Data provided >>
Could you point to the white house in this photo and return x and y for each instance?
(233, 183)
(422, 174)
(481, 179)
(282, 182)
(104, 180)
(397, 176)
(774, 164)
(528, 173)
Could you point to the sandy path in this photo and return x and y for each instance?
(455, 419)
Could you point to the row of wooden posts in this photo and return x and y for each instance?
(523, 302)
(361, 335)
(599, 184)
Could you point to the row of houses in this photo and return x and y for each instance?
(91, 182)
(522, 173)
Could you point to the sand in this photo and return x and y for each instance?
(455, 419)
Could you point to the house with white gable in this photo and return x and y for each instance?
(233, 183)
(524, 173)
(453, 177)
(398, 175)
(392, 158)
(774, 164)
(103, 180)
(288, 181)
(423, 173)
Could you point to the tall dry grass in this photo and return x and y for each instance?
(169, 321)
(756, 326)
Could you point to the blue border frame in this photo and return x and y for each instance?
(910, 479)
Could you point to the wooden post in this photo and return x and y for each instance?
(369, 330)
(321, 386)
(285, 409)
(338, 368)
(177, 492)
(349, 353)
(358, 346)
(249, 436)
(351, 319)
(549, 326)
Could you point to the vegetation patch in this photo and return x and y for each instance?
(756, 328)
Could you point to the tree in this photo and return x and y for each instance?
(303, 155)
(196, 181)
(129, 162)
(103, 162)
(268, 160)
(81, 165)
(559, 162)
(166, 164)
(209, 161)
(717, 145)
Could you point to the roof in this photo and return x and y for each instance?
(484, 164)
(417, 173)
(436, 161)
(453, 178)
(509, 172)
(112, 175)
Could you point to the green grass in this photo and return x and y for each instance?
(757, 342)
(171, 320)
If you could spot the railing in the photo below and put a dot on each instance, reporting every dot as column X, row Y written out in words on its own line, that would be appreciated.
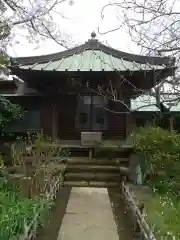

Goal of the exercise >>
Please copy out every one of the rows above again, requests included, adding 141 to each x and y coordinate in the answers. Omit the pictures.

Solved exercise >>
Could you point to the white house in this photo and return x and y for each instance?
(374, 324)
(563, 315)
(622, 320)
(423, 323)
(245, 321)
(538, 317)
(915, 305)
(669, 314)
Could you point to the sandy path in this photo and return x and y for each instance?
(596, 560)
Could you point to the row of wooden posts in this photo and return x and y for each instance?
(664, 443)
(502, 476)
(740, 325)
Could you point to the row of houses in this photo and return x and y for each instance?
(232, 323)
(663, 314)
Could you point to the sand in this photo and return x and y for each instance?
(596, 560)
Could you point to the house with white gable in this photo and return x and y for each instance?
(374, 324)
(665, 314)
(594, 318)
(539, 316)
(533, 299)
(915, 305)
(244, 321)
(429, 322)
(564, 314)
Could you point to the tall dry grass in this photo and return x and y for each instance?
(310, 462)
(897, 467)
Could you point to the blue border frame in this photo and return x and y for each instance?
(1051, 620)
Could you point to the wooden post in this photo and return x and y for each instance?
(510, 471)
(462, 527)
(426, 550)
(479, 509)
(318, 633)
(490, 494)
(499, 487)
(390, 577)
(492, 460)
(690, 467)
Could you point to the vegetation patch in this photo and return x and y for each instance?
(897, 469)
Could you point to the tree in this photo and return x and y for each instance?
(444, 296)
(337, 322)
(270, 303)
(244, 303)
(409, 301)
(222, 306)
(700, 303)
(307, 305)
(350, 302)
(858, 286)
Could you point to the roof in this photo and return x and y for each instance?
(625, 305)
(558, 314)
(577, 302)
(594, 319)
(650, 313)
(253, 316)
Could you point to the green grass in this photo and return x and y for each instance?
(898, 483)
(312, 461)
If you could spot the railing in the photo below and put a dot on each instance, reporting every dot as column X, row Y written out in words on its own line, that would be appreciated.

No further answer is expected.